> **TASK STATEMENT**:
Below are the records; collect from them each line containing the string "armchair".

> **EXERCISE MATERIALS**:
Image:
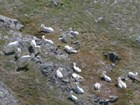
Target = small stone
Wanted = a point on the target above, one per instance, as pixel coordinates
(2, 94)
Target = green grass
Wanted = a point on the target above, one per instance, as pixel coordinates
(95, 37)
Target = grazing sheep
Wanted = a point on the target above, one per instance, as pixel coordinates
(46, 29)
(72, 97)
(59, 73)
(69, 49)
(106, 78)
(132, 75)
(24, 58)
(13, 44)
(47, 40)
(121, 84)
(73, 33)
(77, 77)
(79, 90)
(97, 86)
(36, 48)
(76, 69)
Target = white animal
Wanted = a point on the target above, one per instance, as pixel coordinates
(121, 84)
(18, 52)
(77, 77)
(98, 19)
(79, 90)
(76, 69)
(97, 86)
(47, 40)
(46, 29)
(132, 75)
(106, 78)
(73, 97)
(59, 73)
(73, 33)
(25, 58)
(13, 44)
(70, 49)
(35, 46)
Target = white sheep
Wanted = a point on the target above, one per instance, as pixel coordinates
(69, 49)
(121, 84)
(73, 33)
(106, 78)
(36, 48)
(18, 52)
(77, 77)
(24, 58)
(47, 40)
(97, 86)
(132, 75)
(73, 97)
(59, 73)
(79, 90)
(46, 29)
(76, 69)
(13, 44)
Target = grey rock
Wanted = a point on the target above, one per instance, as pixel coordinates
(113, 98)
(10, 23)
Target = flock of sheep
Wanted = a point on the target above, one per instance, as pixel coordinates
(23, 60)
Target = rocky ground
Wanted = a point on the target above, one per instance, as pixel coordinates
(104, 27)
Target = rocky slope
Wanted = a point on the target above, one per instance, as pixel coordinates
(104, 26)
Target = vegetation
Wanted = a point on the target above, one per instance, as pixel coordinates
(116, 32)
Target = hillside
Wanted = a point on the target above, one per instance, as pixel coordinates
(104, 26)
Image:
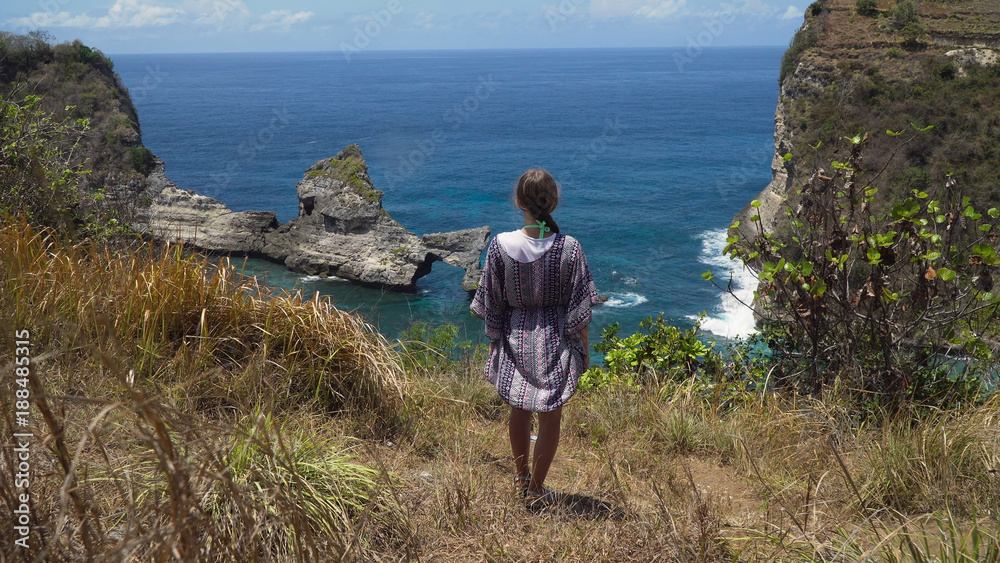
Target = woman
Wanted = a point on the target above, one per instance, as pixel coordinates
(535, 296)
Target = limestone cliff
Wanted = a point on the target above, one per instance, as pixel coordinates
(342, 229)
(895, 68)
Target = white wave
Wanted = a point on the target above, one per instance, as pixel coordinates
(624, 300)
(732, 318)
(314, 279)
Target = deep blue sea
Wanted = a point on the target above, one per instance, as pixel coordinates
(653, 161)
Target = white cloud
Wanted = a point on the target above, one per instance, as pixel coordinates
(661, 10)
(125, 13)
(281, 19)
(792, 13)
(608, 9)
(424, 20)
(754, 8)
(651, 9)
(218, 12)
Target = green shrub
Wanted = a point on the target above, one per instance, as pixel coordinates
(658, 354)
(804, 39)
(948, 72)
(913, 33)
(904, 14)
(867, 8)
(878, 295)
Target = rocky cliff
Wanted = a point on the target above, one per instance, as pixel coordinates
(898, 66)
(342, 229)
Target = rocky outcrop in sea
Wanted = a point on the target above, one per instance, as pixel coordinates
(342, 229)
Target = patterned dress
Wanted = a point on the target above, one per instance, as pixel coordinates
(535, 311)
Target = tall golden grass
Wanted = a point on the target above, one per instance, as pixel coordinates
(156, 378)
(199, 332)
(184, 412)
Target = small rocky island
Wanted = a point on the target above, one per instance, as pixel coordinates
(342, 229)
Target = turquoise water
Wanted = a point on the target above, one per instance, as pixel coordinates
(653, 162)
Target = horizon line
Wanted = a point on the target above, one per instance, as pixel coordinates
(453, 50)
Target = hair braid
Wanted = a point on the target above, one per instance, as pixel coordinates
(538, 194)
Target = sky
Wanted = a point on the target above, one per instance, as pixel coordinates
(211, 26)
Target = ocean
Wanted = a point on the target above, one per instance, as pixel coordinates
(653, 160)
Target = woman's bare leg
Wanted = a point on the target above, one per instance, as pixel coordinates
(520, 439)
(545, 447)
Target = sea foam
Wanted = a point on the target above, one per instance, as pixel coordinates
(624, 300)
(732, 318)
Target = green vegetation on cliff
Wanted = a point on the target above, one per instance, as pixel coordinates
(870, 66)
(67, 101)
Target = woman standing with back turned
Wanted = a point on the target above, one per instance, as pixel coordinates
(535, 296)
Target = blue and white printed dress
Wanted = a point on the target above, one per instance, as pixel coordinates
(534, 311)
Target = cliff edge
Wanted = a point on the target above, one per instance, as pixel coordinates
(873, 66)
(342, 229)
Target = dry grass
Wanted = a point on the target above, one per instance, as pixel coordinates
(181, 412)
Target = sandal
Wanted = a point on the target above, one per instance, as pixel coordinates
(547, 497)
(521, 483)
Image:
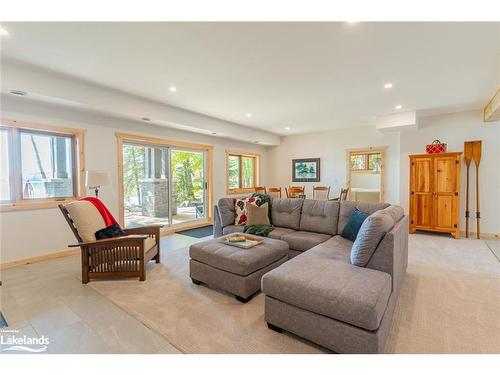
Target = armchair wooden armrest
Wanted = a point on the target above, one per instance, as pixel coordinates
(104, 241)
(149, 229)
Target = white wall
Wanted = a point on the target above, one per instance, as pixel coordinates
(365, 180)
(33, 232)
(331, 147)
(454, 129)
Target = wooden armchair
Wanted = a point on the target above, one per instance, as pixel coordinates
(321, 192)
(116, 257)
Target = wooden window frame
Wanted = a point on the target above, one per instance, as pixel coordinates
(367, 150)
(14, 128)
(122, 138)
(256, 171)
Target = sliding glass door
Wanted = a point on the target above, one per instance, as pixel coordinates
(162, 185)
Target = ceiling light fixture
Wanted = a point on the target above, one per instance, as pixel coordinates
(18, 92)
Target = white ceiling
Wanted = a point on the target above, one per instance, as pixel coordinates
(308, 76)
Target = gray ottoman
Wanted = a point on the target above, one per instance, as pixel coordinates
(235, 270)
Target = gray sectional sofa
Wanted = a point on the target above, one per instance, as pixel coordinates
(319, 294)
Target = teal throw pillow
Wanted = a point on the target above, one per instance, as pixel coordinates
(353, 225)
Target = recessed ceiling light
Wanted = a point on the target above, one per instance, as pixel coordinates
(18, 92)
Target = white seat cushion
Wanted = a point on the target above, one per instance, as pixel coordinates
(86, 218)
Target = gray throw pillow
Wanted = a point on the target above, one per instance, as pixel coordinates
(371, 232)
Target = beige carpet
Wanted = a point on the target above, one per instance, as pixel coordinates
(450, 303)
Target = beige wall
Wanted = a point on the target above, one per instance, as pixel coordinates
(33, 232)
(331, 147)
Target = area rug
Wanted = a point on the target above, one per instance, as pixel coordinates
(198, 232)
(448, 304)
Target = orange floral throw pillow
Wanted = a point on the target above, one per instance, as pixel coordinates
(240, 208)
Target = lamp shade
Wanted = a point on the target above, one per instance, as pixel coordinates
(95, 179)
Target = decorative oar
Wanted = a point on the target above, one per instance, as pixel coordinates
(468, 159)
(476, 156)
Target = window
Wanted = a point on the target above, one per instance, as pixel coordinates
(241, 172)
(46, 165)
(366, 162)
(40, 164)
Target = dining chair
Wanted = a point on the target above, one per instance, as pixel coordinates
(274, 192)
(260, 189)
(295, 191)
(321, 193)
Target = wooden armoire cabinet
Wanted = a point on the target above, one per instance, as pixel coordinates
(435, 192)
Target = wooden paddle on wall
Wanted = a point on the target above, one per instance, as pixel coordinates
(476, 156)
(468, 159)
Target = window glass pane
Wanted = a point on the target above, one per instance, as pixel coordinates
(358, 162)
(233, 171)
(374, 162)
(5, 192)
(247, 164)
(46, 165)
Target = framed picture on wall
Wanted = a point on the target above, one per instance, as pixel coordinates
(305, 170)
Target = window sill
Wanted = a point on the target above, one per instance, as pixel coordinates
(34, 205)
(240, 191)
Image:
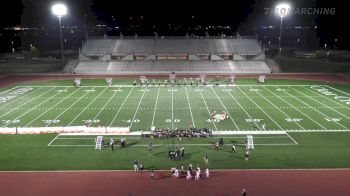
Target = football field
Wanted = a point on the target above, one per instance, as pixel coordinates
(291, 121)
(249, 107)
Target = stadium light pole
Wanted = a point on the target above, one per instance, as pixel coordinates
(60, 10)
(282, 10)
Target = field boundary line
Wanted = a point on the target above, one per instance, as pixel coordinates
(104, 106)
(277, 109)
(155, 107)
(224, 107)
(93, 138)
(318, 131)
(172, 107)
(188, 102)
(200, 92)
(121, 106)
(138, 106)
(242, 108)
(166, 170)
(295, 108)
(50, 108)
(87, 106)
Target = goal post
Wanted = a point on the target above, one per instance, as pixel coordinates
(250, 142)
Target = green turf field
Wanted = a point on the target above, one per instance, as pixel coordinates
(282, 107)
(314, 118)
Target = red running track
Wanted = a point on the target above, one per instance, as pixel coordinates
(256, 182)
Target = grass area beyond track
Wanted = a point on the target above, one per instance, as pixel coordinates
(316, 117)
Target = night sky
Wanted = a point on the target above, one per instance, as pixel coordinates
(146, 17)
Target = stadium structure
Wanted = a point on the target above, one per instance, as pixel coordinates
(149, 55)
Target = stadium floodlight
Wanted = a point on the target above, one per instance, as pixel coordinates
(60, 10)
(282, 10)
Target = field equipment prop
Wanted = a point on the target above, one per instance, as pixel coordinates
(77, 82)
(109, 82)
(261, 79)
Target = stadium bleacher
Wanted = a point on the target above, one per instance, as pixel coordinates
(120, 56)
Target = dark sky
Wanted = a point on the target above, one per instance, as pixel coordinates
(240, 14)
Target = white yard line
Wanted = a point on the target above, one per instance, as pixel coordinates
(291, 138)
(225, 108)
(138, 106)
(279, 109)
(76, 101)
(26, 102)
(279, 126)
(104, 106)
(188, 101)
(321, 103)
(296, 109)
(314, 109)
(337, 90)
(242, 108)
(32, 108)
(315, 92)
(155, 107)
(53, 140)
(238, 137)
(115, 116)
(8, 90)
(164, 145)
(19, 98)
(172, 108)
(208, 110)
(50, 108)
(86, 107)
(130, 85)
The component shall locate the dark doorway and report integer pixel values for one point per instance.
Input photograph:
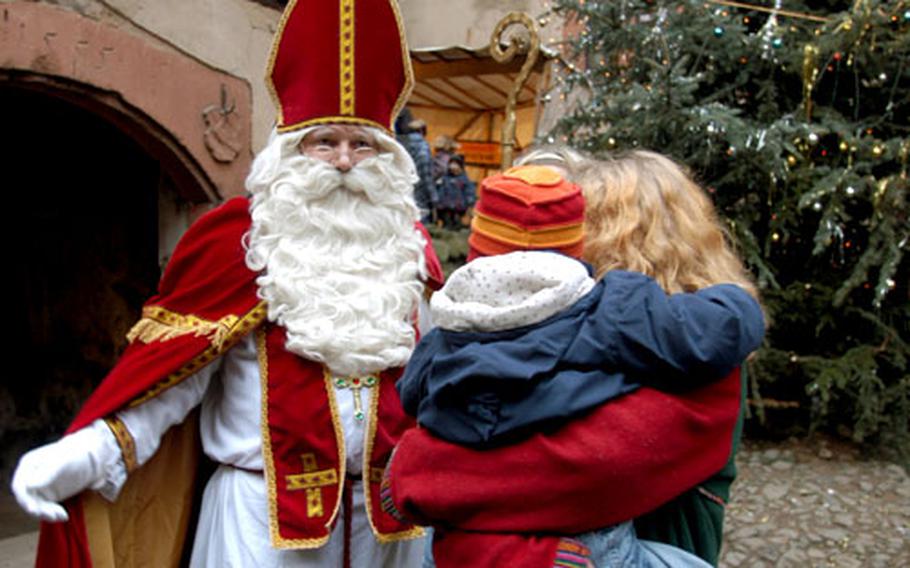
(82, 209)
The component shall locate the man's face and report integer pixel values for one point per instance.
(341, 145)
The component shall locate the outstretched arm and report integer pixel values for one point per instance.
(94, 458)
(669, 340)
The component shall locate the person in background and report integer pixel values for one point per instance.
(444, 147)
(456, 194)
(411, 133)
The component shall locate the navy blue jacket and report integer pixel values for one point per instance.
(486, 388)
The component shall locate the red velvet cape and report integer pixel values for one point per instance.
(207, 276)
(624, 459)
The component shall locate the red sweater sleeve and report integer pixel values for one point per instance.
(624, 459)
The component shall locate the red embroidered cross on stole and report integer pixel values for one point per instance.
(303, 447)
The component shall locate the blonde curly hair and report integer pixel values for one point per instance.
(645, 213)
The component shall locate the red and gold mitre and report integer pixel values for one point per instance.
(341, 61)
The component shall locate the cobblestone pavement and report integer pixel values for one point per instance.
(799, 503)
(816, 503)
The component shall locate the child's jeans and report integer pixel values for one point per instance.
(616, 547)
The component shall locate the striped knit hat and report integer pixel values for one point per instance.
(527, 208)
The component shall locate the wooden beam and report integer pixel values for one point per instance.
(434, 100)
(465, 67)
(468, 125)
(492, 87)
(451, 84)
(449, 96)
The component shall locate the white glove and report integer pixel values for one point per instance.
(50, 474)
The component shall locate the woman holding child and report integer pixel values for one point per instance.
(585, 473)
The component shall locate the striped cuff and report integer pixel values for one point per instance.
(571, 553)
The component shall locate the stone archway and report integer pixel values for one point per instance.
(118, 140)
(191, 117)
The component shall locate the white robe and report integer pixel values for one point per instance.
(233, 527)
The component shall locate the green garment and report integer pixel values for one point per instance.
(694, 521)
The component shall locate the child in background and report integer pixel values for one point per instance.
(455, 192)
(528, 341)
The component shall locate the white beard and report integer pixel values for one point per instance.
(341, 260)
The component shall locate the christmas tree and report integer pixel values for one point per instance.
(797, 121)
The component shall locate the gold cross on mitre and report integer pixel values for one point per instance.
(355, 384)
(312, 481)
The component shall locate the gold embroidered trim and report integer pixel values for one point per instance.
(312, 480)
(273, 55)
(415, 532)
(339, 436)
(243, 326)
(269, 461)
(125, 441)
(346, 57)
(405, 93)
(161, 324)
(334, 120)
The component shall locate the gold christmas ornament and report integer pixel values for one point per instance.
(810, 74)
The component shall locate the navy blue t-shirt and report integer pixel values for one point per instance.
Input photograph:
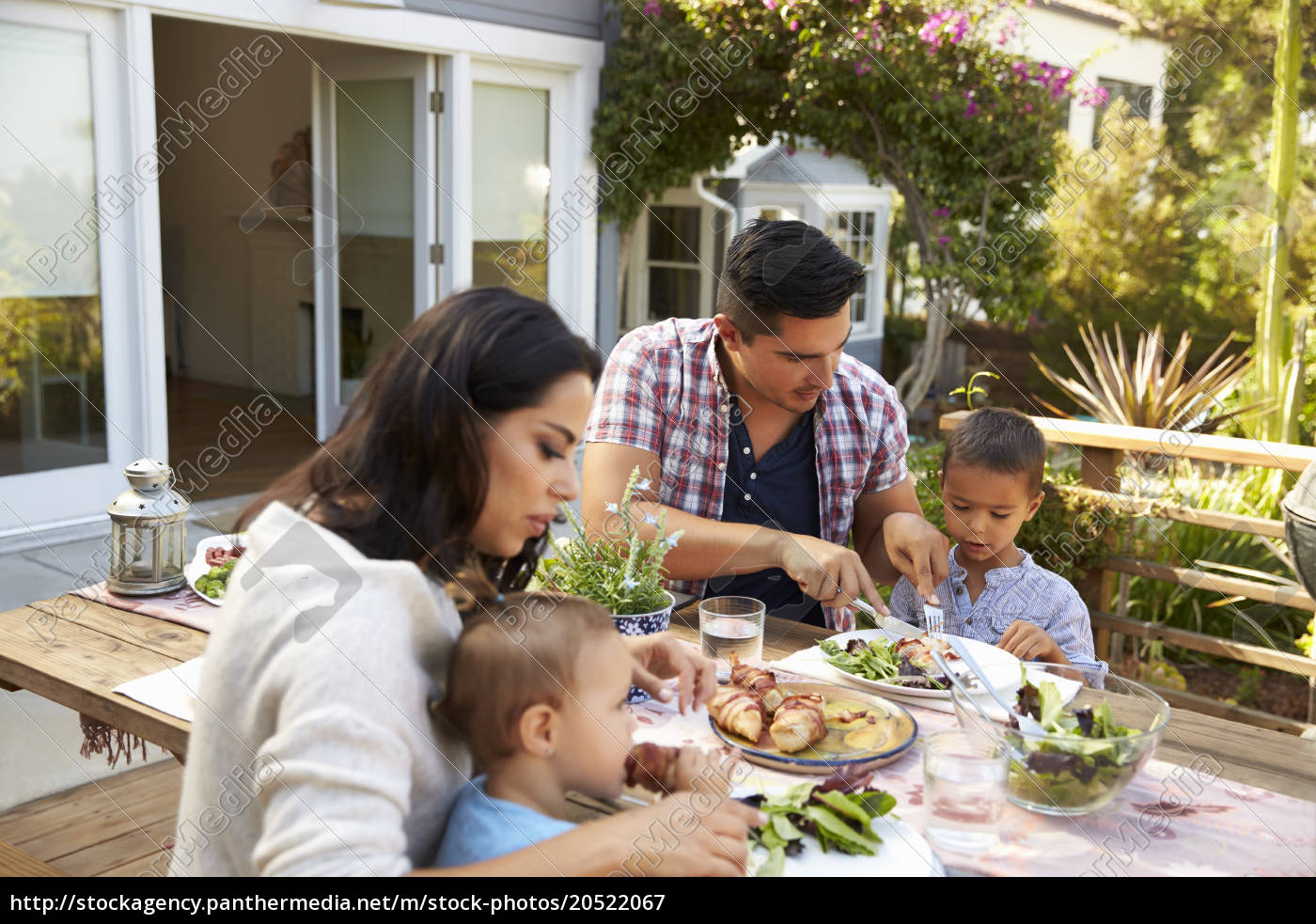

> **THE COMPLETED TASK**:
Target = armchair wooden armrest
Target = wooden armchair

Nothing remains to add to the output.